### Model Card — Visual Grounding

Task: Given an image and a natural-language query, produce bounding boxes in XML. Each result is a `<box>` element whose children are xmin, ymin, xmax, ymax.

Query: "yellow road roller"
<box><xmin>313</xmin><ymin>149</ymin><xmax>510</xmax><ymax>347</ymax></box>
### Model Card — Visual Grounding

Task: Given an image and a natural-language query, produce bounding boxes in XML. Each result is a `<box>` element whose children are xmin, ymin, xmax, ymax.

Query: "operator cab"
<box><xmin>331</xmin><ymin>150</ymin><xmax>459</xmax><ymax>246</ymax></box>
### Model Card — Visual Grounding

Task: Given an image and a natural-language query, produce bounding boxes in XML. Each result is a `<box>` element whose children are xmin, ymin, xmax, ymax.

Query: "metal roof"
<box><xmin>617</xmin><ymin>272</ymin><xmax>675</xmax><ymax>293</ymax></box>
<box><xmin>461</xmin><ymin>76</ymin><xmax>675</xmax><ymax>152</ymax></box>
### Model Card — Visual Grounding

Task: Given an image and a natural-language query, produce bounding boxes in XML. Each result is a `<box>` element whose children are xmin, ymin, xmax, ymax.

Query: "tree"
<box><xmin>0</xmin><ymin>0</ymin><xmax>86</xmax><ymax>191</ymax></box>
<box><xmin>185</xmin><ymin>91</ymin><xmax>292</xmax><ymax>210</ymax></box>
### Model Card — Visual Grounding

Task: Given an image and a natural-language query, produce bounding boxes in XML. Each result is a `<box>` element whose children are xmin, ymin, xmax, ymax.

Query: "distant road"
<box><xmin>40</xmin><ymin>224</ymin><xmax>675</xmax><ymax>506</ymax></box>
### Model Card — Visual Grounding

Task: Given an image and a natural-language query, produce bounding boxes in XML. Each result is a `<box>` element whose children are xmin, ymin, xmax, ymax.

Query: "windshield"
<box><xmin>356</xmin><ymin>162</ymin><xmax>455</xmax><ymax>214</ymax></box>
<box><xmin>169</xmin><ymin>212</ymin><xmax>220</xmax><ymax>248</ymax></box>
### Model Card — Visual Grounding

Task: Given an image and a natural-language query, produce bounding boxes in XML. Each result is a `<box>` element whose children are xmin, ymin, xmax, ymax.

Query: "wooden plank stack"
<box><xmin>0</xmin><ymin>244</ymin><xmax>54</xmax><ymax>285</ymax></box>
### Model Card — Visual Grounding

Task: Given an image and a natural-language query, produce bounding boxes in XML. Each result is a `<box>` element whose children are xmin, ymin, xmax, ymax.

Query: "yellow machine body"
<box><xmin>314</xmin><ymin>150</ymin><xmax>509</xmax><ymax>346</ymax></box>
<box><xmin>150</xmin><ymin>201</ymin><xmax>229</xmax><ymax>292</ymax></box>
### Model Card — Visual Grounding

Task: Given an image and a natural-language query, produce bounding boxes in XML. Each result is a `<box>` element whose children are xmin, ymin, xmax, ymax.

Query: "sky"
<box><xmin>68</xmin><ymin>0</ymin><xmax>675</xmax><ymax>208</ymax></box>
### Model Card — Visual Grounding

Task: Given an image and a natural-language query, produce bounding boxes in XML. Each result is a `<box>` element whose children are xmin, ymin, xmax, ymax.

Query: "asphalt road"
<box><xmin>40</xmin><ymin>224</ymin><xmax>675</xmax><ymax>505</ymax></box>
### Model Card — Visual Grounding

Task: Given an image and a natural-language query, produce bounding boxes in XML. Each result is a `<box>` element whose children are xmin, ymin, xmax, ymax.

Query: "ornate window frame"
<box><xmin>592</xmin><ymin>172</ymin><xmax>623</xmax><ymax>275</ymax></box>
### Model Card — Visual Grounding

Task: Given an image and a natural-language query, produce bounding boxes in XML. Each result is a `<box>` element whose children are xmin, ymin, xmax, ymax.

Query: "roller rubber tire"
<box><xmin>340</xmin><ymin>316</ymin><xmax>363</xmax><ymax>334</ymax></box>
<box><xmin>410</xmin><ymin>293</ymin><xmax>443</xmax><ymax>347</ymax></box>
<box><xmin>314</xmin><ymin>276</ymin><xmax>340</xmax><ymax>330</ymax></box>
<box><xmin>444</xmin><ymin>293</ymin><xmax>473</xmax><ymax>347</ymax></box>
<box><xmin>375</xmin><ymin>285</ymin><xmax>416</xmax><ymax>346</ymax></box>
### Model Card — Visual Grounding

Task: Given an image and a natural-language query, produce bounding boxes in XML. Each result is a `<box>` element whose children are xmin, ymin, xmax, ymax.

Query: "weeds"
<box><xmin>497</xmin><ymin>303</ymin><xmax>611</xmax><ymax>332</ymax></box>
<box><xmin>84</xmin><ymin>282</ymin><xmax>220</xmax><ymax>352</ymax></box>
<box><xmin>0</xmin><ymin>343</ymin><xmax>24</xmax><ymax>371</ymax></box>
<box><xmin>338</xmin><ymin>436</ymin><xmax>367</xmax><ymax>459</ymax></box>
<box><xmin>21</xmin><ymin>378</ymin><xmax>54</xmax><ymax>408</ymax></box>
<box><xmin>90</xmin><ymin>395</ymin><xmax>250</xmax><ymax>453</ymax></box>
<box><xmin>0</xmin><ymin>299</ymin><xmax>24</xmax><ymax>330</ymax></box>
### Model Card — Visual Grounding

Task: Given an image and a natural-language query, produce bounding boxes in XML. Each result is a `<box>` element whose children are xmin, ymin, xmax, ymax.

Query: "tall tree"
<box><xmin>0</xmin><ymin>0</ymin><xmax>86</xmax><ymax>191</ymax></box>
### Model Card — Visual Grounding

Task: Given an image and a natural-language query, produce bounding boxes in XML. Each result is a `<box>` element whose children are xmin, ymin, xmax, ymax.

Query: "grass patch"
-------
> **JOB**: Show every line in the entries above that contains the word "road", keeping each line as it appears. Case counts.

> **FULL RESPONSE**:
Query: "yellow road roller"
Query: "distant road"
Query: "asphalt road"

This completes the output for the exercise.